TESTO DELLA PAGINA ->
· · · · · · ·
A sua volta il Nō influenzò successivamente altre forme d'arte teatrali come il kabuki e il butō. Durante la restaurazione Meiji il nō ed il kyōgen vennero riconosciuti ufficialmente come due delle tre forme teatrali tradizionali.

Inizialmente faceva parte, insieme al kyōgen, di una forma drammatica nota come sarugaku. Mentre il nō era centrato sulla danza e sul canto il kyōgen era soprattutto basato sui dialoghi e sull'improvvisazione che seguiva canovacci predeterminati. In realtà, Zeami utilizza i termini "nō" e "sarugaku" indistintamente. Egli stesso ha creato l'etimologia della parola sarugaku. Per "saru" egli non utilizza il kanji tradizionale di scimmia, ma usa quello di scimmia dello zodiaco. Quest'ultimo tra l'altro, è presente anche nella parola "kami" che significa Dio e che ritroviamo anche in "kagura". Il secondo kanji è quello che si legge "gaku" in "sarugaku", e quindi il sarugaku può essere inteso come parte del kagura. Infine, i due caratteri che compongono la parola "sarugaku", possono anche essere letti come "tanoshimi wo mōsu", cioè "comunicare la gioia".

A partire dal XVI secolo i due generi si diversificarono. Il nō veniva recitato da attori in maschera ed era basato su testi scritti. I primi risalgono al XV secolo ma la maggior parte fu composta nel XVI. Il Kyōgen invece continuava a basarsi in gran parte sull'improvvisazione. I personaggi principali di un nō sono esseri soprannaturali (divinità, spiriti) oppure personaggi storici o leggendari. Anche in questo si differenziava dal kyōgen i cui protagonisti erano gente comune.

Il primo autore di nō fu Kan'ami Kiyotsugu (1334-1384). Insieme a suo figlio Zeami Motokiyo (1363-1443) e al nipote Motomasa Jūrō (1394-1431) formano la triade della scuola Kanze. Zeami è forse l'autore più importante di ogni epoca con all'attivo oltre duecento opere, che vengono tuttora messe in scena, e molti scritti sul teatro e sull'esecuzione delle opere.

Va comunque considerato che il nō è una forma teatrale antica tuttora in vita, caso piuttosto raro, e che anche in tempi moderni ci sono stati autori che hanno scritto per questo genere. Uno fra tutti Yukio Mishima (Kindai nogaku shu, Cinque nō moderni, 1956).

L'okina o kamiuta è una forma di rappresentazione unica che combina la danza con rituali shintoisti. Viene considerata la più antica rappresentazione nō.

L''Heike monogatari, un racconto medievale dell'ascesa e della caduta del clan Taira, cantata originariamente da monaci ciechi che si accompagnavano con il biwa, è un'importante fonte di materiale per il nō (e per successive forme teatrali), particolarmente per rappresentazioni di guerrieri. Un'altra fonte importante è il Genji monogatari, un lavoro dell'XI secolo, definito a volte il primo romanzo del mondo. Gli autori si ispirarono anche a classici del periodo Nara e del periodo Heian ed a fonti cinesi.
· · · · · · ·
(Righe del dataset)

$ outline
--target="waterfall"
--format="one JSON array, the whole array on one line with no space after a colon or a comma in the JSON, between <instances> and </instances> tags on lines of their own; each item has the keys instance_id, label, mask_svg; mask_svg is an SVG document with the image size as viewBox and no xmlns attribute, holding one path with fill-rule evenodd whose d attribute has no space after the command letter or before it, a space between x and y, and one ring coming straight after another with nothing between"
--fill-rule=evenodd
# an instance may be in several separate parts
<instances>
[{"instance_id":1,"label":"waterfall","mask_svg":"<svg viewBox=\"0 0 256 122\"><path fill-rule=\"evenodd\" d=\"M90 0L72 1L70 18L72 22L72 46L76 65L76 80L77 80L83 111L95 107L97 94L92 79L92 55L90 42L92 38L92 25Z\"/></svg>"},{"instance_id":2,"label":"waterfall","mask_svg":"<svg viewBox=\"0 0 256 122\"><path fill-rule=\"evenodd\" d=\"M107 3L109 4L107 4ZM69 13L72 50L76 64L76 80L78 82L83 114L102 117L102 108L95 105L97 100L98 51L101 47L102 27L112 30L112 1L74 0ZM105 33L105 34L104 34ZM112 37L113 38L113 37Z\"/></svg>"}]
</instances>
· · · · · · ·
LE CONSEGNE ->
1. Elenchi i membri della triade della scuola Kanze citati nel testo sul nō, ciascuno con gli anni indicati tra parentesi.
2. Riassuma il testo sul nō in due frasi.
3. Ricopi parola per parola dal testo sul nō il passo che comincia con "A sua volta" e prosegue fino a "forme teatrali tradizionali.".

SOLUZIONI DEGLI ESERCIZI ->
1.
- Kan'ami Kiyotsugu (1334-1384)
- Zeami Motokiyo (1363-1443)
- Motomasa Jūrō (1394-1431)

2. Il nō, che inizialmente faceva parte del sarugaku insieme al kyōgen, se ne diversificò a partire dal XVI secolo come teatro recitato da attori in maschera e basato su testi scritti, con protagonisti soprannaturali, storici o leggendari. Il primo autore fu Kan'ami Kiyotsugu, Zeami è forse l'autore più importante di ogni epoca, tra le fonti figurano l'Heike monogatari e il Genji monogatari, e il genere è tuttora in vita.

3.
A sua volta il Nō influenzò successivamente altre forme d'arte teatrali come il kabuki e il butō. Durante la restaurazione Meiji il nō ed il kyōgen vennero riconosciuti ufficialmente come due delle tre forme teatrali tradizionali.